[Point labeling data based on photos]
========

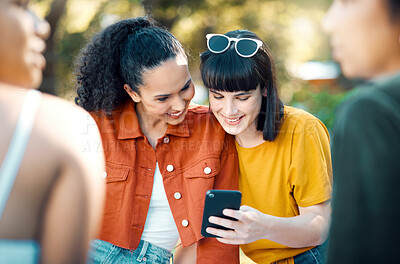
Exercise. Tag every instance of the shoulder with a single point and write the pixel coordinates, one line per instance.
(366, 106)
(67, 128)
(298, 120)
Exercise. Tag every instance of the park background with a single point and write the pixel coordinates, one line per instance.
(308, 78)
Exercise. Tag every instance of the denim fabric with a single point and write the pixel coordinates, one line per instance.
(102, 252)
(315, 255)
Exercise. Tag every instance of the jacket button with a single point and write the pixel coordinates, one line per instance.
(185, 222)
(170, 168)
(177, 195)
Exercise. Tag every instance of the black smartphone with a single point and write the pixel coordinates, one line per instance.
(216, 201)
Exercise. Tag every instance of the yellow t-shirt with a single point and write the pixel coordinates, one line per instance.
(277, 177)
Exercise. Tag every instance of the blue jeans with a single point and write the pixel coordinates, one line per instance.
(315, 255)
(102, 252)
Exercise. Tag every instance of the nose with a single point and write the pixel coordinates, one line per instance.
(178, 104)
(230, 108)
(42, 27)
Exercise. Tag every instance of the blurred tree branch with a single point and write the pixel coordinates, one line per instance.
(49, 76)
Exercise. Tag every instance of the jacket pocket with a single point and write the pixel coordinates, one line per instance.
(116, 182)
(200, 178)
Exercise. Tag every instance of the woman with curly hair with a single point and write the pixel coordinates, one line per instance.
(161, 155)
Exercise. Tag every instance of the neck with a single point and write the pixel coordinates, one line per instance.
(152, 128)
(249, 138)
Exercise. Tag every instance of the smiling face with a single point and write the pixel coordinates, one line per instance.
(364, 38)
(21, 44)
(237, 112)
(166, 93)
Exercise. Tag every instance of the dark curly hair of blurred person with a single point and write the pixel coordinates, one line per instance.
(119, 55)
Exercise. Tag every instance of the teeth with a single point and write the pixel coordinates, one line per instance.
(177, 114)
(233, 120)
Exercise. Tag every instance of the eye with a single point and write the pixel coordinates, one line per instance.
(243, 98)
(21, 3)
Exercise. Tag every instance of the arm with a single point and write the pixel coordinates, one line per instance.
(210, 250)
(309, 179)
(365, 140)
(307, 229)
(74, 204)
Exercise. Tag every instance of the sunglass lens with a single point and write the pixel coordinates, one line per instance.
(218, 43)
(246, 47)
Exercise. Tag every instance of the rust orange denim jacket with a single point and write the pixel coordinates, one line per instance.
(193, 157)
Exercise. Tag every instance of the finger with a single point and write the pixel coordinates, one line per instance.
(245, 208)
(230, 241)
(222, 222)
(220, 233)
(234, 214)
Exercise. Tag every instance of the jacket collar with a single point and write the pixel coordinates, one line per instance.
(128, 127)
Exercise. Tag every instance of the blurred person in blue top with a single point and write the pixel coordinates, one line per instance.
(51, 184)
(366, 136)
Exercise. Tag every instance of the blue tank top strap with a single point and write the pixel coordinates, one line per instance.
(16, 150)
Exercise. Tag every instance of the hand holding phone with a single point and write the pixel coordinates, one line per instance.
(216, 201)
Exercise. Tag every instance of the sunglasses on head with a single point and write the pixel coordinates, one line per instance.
(245, 47)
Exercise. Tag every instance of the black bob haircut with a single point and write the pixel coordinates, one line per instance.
(230, 72)
(119, 55)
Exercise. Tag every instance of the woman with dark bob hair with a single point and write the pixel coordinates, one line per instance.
(366, 136)
(161, 155)
(284, 156)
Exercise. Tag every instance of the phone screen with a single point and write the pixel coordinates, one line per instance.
(216, 201)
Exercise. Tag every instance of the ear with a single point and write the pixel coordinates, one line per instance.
(134, 95)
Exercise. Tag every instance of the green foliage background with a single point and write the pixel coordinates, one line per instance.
(291, 28)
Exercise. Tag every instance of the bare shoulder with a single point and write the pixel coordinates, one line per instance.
(70, 132)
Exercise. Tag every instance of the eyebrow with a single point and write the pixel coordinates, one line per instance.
(184, 87)
(239, 94)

========

Given exercise: Rewrite all the material above with "Tag every instance" replaced by "Mark each instance" everywhere and nothing else changed. Leave the pictures out.

Problem solution:
Exercise. Mark each instance of the shoulder with a single point and write the pixel coordinates, one line per instance.
(366, 106)
(67, 128)
(298, 120)
Exercise. Mark each instance of the park background with a single point and write the pixel coordinates, one line per instance.
(308, 78)
Exercise. Mark each instance of the denim fabric with a single point and write the pixel coordinates, one line per instance.
(102, 252)
(315, 255)
Exercise. Mark each instance of the jacket button with a single point and write the pixel coordinates, one line per instance.
(185, 222)
(170, 168)
(177, 195)
Exercise. Mark each instance of the black smartphone with a single point and write the pixel coordinates, one line per instance.
(216, 201)
Exercise. Mark each instance of the yellow t-shirt with a single point and write the pixel coordinates, one line per instance.
(277, 177)
Exercise. Mark each instance of the blue jeans with a single point and write the pixel coordinates, one line per instance.
(315, 255)
(102, 252)
Exercise. Mark each instance of the nose with a single point and write the pixel coordinates, one line per instance.
(178, 104)
(230, 108)
(42, 27)
Exercise. Mark each instance of the blurred tree branch with a single point and write the pixel coordinates, one line per instance.
(49, 76)
Exercise. Mark each instance of the jacket pocket with a single point and write the pixel coordinates, one line per instance.
(116, 182)
(200, 178)
Exercise. Mark each instance of the woman with curly hair with a single point and write the pixel coordinates, one line per instance.
(161, 155)
Exercise. Mark each instance of the neck with a single point and write the pixel coordinates, one line per instance.
(152, 128)
(249, 138)
Exercise. Mark each instance of the smiling face with a single point and write the pixel coordinates, one line per instance.
(364, 38)
(21, 44)
(237, 112)
(166, 93)
Exercise. Mark each instance of the dark curly hair of blurred person with a single point and write the pixel coordinates, one line per instance.
(119, 55)
Exercise. Mark each instance of the teeth with a single point and write the pixel coordinates, one line per instance.
(177, 114)
(233, 120)
Exercise. Mark each instance of the eye with a single point and write the pixel coordinates, one line per instance.
(243, 98)
(21, 3)
Exercise. Mark each instance of the arm with a single point and write the pixel coordinates, one line per instance.
(210, 250)
(309, 179)
(365, 140)
(307, 229)
(74, 204)
Exercise. Mark each instance of the sunglass lens with a single point and write the pixel coordinates, one line per instance.
(218, 43)
(246, 47)
Exercise. Mark each instance of the rust orange denim jacket with a single point and write the pixel coordinates, one line per instance.
(193, 157)
Exercise. Mark each instance of the finger with a single point and write the pixel coordinates, one line per instance.
(245, 208)
(230, 241)
(222, 222)
(220, 233)
(234, 214)
Exercise. Mark each instance of the jacket collar with a single point and write the pixel coordinates, one line per instance.
(128, 127)
Exercise. Mark each instance of the blurred person in blue top with a single point and write the pixel coordinates, one line per instance.
(51, 184)
(366, 136)
Exercise. Mark each instance of the blue tank top strap with a single point and write the pixel coordinates, one line per instance.
(16, 150)
Exercise. Mark each instance of the hand holding phone with a single point and write the pixel coordinates, one line per instance.
(216, 201)
Exercise. Mark each instance of the sunglasses on head with a single point and write the pixel coordinates, one line per instance.
(245, 47)
Exercise. Mark each instance of the black bob haircut with a single point and write the pixel coordinates, one line per instance.
(230, 72)
(119, 55)
Exercise. Mark each instance of the woman with dark bob hair with a single point and write the pixel coordinates, one line per instance.
(366, 136)
(161, 155)
(284, 156)
Exercise. Mark each instance of the phone screen with a single point and write the pixel coordinates, one line per instance.
(216, 201)
Exercise. Mark each instance of the ear with a single point and write the pixel coordinates, one line per instance.
(134, 95)
Exercise. Mark each instance of the green foliage background with a single point and write the pixel coordinates, one line per instance.
(291, 28)
Exercise. Mark each instance of the bare shoulder with a single point and write the pixel coordinates, one line per instance.
(70, 132)
Exercise. Mark each instance of the eyebrow with a single point and write the pixel coordinates, one line per instance.
(184, 87)
(239, 94)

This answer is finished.